The United States of Tara is an off-centered Showtime series that has a slew of characters all in one person–prim and proper suburban housewife Alice, beer-swilling hell-raiser Buck (a male), and hard-partying teen T. All of them are portrayed by Toni Collette, who deservedly won an Emmy for her astonishing performance(s) as Tara, a wife and mother struggling with dissociative identity disorder.The first episode establishes the series’ high concept, but the show quickly finds its groove as it explores the turmoil of Tara’s life and the effect DID has on her marriage and family: her exceedingly patient and supportive husband Max (John Corbett), who has to fight off Tara’s more sexually aggressive “alters”; her sensitive son Marshall (Keir Gilchrist); rebellious teenage daughter Kate (Brie Larson); and resentful sister Charmaine (Rosemarie DeWitt).
As the series begins, Tara has stopped taking her meds, which opens the doors for her other personalities to reveal themselves, usually at stressful or inappropriate times. In the first episode, Tara/Buck beats up Kate’s physically abusive boyfriend. In another, she appears at a parent-teacher conference as Alice.
This first season establishes Tara’s uniquely dysfunctional family dynamic (“It doesn’t have to be weird,” Tara offers at one point as she is debriefed about one of her alter’s latest shenanigans) and is propelled by the mystery of what traumatic incident caused Tara to crack. Diablo Cody, the Oscar-winning screenwriter of Juno, created and cowrote the series, and for the most part she cools it with the distracting Cody-speak.
□ □ □ □ □ □ □
THINGS TO DO:
a) In the review of The United States of Tara, which actor plays Tara's husband Max?
b) Continue the review of The United States of Tara from the point where it ends.
□ □ □ □ □ □ □
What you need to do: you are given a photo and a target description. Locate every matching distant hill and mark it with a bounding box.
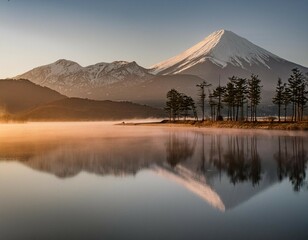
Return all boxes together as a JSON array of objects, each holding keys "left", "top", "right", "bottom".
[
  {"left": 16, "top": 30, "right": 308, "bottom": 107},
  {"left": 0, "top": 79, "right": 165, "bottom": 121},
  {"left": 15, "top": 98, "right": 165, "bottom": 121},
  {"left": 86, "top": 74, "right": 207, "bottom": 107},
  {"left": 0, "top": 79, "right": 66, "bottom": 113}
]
□ □ □ □ □ □ □
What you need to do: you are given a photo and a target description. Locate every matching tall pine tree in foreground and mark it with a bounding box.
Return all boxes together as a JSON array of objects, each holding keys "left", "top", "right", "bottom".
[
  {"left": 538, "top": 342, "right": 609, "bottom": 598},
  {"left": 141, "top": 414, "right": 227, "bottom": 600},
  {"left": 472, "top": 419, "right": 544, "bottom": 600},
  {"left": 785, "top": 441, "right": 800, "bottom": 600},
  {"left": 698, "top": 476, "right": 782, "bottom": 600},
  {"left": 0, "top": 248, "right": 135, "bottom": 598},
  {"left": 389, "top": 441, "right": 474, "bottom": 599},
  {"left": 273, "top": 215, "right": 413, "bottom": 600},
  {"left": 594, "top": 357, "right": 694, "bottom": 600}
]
□ □ □ □ □ □ □
TASK ANSWERS:
a) John Corbett

b)
This series power-jams it with a superb ensemble cast, including Valerie Mahaffrey as Tara’s overwhelmed therapist, Patton Oswalt as Charmain’s sometime lover, Nathan Corddry as Kate’s too-attentive boss, and Pamela Reed and Fred Ward as Tara’s parents. The United States of Tara is an unconventional family dramedy and a sly look at gender roles (“Over the course of a day, how many different women do we have to be?,” a well-meaning new friend asks Tara at one point). And Collette is a marvel to watch.
Character to watch: Toni Collette as Tara Gregson.
Journal your answers to the following questions after you watch the series.
- How does this particular character’s journey compare with yours?
- Did the character develop certain characteristics during the movie that you have or that you would like to have? If so, what are those characteristics?
- What obstacles did this character face? What was his or her biggest challenge?
- What would you have done differently if you had been in the same position as the character?
- Is this character the type of person you would be friends with? Why or why not?